TASK TO COMPLETE - Output, word for word, every line from the line with "Locate the element that corresponds to the car wheel." through the final line of the data below.

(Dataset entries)
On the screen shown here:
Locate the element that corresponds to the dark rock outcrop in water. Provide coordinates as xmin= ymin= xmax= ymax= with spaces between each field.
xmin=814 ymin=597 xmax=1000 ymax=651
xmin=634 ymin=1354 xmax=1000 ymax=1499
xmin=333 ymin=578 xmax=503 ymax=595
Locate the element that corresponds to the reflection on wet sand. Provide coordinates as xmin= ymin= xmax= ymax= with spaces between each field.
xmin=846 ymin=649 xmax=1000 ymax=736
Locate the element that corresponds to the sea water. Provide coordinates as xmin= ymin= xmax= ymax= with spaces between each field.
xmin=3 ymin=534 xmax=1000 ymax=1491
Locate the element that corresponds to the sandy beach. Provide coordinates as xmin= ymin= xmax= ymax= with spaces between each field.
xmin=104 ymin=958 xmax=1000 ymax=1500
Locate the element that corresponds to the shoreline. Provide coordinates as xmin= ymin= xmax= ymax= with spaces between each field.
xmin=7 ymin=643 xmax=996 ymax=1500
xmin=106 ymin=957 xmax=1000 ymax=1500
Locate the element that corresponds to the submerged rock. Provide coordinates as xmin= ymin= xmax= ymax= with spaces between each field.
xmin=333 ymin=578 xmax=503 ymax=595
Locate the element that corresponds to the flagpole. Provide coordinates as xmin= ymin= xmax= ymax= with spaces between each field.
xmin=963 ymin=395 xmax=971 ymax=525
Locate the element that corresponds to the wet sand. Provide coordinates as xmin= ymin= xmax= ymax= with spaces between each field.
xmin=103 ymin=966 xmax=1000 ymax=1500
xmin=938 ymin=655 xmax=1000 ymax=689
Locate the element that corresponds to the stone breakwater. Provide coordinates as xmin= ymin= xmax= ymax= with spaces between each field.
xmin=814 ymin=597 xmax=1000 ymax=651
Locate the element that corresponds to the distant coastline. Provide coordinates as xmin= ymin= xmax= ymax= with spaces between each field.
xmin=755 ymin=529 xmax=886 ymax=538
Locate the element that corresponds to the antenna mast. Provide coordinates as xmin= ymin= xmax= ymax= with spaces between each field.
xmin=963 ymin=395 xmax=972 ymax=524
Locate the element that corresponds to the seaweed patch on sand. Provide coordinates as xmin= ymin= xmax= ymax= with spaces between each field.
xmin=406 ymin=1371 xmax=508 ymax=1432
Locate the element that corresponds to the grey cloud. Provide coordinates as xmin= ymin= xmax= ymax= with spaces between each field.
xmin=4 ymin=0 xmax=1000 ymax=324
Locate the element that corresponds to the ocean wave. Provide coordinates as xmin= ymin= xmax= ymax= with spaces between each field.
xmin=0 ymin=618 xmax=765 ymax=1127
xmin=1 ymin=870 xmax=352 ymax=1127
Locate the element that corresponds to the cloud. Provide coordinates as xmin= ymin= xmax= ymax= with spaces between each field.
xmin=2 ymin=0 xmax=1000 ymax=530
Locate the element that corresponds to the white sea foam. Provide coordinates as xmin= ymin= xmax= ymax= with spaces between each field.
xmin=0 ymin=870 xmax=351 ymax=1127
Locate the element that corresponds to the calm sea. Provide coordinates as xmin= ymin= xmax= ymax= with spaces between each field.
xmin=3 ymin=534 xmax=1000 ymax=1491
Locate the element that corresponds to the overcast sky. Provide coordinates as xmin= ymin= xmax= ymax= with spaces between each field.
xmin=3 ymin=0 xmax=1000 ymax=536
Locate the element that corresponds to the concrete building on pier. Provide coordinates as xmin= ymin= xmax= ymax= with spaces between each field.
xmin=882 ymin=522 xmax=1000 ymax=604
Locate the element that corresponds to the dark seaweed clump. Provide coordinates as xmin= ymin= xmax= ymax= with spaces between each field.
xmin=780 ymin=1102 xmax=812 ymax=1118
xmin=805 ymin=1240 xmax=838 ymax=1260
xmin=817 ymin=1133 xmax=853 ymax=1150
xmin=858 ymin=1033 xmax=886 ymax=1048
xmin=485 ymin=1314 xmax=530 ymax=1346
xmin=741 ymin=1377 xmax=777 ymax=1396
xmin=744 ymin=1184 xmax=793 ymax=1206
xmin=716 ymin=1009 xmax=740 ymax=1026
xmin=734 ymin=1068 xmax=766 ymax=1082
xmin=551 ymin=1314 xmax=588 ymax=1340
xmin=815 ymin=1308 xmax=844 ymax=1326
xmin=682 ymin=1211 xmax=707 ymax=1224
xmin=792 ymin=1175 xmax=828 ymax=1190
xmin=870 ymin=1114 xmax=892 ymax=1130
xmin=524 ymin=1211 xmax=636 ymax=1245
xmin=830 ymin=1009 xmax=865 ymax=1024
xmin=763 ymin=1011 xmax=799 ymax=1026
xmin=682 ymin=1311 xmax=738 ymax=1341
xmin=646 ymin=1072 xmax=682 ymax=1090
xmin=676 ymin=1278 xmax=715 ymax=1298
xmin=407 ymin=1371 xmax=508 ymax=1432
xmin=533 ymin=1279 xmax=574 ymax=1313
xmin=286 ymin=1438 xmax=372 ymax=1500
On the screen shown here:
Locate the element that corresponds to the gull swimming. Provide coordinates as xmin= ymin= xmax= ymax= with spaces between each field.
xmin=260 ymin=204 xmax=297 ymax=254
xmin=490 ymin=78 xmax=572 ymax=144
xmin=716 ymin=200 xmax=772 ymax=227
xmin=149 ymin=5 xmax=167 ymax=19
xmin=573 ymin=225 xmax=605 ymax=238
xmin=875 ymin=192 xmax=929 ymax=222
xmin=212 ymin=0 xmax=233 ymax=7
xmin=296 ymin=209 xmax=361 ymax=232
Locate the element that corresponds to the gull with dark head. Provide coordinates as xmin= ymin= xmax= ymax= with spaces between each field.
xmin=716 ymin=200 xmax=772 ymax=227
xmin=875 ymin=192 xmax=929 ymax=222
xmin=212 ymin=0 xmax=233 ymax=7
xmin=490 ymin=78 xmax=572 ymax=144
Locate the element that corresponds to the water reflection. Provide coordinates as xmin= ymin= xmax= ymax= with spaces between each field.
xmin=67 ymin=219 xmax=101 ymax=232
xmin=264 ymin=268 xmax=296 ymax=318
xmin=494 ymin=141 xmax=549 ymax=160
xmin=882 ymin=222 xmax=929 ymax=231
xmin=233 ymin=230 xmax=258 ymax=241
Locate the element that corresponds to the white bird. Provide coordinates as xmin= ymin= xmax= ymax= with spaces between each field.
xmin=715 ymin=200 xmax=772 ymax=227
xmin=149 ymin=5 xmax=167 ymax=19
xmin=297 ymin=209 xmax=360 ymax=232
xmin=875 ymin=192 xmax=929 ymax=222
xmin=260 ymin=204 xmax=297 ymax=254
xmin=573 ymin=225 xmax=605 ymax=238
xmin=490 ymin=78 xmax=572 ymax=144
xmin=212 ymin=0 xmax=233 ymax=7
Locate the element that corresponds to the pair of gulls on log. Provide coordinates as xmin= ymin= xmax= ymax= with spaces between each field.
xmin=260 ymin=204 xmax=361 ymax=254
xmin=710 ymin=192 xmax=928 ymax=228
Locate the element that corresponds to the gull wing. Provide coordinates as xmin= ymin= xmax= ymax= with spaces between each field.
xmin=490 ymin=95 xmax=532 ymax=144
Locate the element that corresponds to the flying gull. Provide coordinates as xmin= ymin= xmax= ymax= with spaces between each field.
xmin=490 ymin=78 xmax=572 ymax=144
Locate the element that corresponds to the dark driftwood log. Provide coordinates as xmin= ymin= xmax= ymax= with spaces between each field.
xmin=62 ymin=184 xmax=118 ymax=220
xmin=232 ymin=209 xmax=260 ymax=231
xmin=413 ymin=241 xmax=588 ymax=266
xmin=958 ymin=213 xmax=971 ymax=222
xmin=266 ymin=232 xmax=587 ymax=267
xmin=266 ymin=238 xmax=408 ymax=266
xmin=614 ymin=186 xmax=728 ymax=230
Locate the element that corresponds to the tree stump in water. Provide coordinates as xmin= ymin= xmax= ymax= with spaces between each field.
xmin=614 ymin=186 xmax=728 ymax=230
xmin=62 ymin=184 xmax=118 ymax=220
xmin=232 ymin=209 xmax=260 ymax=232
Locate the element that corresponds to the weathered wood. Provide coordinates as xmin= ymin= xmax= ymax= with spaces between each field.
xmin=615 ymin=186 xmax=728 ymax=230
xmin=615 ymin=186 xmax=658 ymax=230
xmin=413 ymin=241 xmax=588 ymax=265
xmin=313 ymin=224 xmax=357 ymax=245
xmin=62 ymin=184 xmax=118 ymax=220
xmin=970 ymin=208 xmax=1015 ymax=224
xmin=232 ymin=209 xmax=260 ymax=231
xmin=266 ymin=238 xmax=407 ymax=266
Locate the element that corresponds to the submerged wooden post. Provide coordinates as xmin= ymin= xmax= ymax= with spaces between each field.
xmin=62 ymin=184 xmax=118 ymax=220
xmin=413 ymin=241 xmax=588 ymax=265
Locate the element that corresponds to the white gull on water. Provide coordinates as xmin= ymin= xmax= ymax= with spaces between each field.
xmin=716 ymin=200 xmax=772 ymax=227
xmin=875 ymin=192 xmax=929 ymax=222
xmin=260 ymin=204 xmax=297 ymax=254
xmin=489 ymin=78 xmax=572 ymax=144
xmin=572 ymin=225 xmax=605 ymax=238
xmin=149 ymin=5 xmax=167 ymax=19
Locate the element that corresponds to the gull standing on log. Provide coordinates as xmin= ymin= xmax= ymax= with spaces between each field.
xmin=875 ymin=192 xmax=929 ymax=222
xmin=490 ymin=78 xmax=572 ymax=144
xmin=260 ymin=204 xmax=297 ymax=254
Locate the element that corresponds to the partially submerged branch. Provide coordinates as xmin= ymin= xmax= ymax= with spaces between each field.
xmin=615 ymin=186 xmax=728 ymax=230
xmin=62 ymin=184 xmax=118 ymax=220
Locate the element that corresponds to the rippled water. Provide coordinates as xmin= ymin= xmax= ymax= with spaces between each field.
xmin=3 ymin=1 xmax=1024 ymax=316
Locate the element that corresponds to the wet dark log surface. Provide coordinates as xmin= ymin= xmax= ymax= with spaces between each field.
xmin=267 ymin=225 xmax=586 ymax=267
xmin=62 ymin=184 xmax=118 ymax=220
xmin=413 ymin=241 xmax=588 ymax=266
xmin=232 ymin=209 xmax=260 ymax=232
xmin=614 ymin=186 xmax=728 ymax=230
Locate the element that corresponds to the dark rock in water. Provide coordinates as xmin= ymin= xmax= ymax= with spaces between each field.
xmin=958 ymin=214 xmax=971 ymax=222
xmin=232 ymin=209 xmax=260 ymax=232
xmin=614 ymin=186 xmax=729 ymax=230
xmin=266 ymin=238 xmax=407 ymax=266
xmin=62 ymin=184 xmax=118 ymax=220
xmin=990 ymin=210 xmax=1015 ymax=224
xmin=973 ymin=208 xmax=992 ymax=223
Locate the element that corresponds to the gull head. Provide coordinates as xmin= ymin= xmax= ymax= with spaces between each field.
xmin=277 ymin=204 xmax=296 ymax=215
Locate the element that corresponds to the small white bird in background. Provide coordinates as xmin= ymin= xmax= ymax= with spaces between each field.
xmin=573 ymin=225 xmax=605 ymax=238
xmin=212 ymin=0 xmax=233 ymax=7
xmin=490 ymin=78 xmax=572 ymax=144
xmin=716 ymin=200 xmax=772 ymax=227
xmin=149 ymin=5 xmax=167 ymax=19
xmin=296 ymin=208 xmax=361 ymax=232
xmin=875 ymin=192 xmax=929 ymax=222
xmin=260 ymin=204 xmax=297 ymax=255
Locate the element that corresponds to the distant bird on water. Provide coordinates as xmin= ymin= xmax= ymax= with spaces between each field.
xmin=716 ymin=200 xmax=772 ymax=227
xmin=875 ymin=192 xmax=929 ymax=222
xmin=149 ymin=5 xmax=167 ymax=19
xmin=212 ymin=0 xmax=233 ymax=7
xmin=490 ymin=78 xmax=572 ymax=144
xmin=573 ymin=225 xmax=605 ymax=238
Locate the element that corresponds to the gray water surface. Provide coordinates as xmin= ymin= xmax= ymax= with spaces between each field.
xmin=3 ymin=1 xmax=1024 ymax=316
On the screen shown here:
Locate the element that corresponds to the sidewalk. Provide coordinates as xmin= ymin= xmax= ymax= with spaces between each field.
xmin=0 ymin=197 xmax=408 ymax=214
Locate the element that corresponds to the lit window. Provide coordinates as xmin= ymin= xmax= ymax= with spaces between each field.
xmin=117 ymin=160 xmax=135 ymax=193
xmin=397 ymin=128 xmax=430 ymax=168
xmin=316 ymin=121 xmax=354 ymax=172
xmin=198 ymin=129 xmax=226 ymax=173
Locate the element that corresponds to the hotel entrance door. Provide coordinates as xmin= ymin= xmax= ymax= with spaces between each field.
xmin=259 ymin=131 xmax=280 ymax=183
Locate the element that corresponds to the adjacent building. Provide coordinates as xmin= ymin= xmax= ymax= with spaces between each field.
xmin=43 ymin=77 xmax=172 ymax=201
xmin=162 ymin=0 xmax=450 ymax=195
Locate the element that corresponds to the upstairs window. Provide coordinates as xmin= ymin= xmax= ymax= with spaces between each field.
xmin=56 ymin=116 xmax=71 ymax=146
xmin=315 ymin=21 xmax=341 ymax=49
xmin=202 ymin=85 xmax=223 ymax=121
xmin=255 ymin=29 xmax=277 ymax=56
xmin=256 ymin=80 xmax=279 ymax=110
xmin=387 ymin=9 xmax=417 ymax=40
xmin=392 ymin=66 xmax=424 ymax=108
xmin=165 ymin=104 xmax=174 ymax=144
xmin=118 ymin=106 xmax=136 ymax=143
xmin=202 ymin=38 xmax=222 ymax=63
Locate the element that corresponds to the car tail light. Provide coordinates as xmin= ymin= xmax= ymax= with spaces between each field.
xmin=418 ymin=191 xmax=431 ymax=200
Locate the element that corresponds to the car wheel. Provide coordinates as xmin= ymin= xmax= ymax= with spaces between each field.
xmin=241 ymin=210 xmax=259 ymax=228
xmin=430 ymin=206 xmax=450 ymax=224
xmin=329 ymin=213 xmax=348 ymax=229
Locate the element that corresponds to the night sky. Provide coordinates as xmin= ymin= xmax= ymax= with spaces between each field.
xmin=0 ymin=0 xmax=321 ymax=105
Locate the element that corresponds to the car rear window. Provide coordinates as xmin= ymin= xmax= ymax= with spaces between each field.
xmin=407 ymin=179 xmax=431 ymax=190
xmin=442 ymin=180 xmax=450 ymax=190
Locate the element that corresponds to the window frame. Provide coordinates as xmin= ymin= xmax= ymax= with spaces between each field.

EXPECTED ANSWER -
Locate the element that corresponds to the car wheel. Provide coordinates as xmin= ymin= xmax= ymax= with spaces between each field.
xmin=241 ymin=210 xmax=259 ymax=228
xmin=430 ymin=206 xmax=450 ymax=224
xmin=329 ymin=213 xmax=348 ymax=229
Locate the element that corresponds to the night sky. Provide coordinates as xmin= ymin= xmax= ymax= with spaces between each field.
xmin=0 ymin=0 xmax=321 ymax=105
Locate the element that corresponds to the car rear window. Provide coordinates as xmin= ymin= xmax= ymax= with spaces between each field.
xmin=407 ymin=179 xmax=431 ymax=190
xmin=442 ymin=180 xmax=450 ymax=190
Locate the element that corresponds to the window frame. Provide coordinates as xmin= ymin= xmax= ymax= with spaces between each field.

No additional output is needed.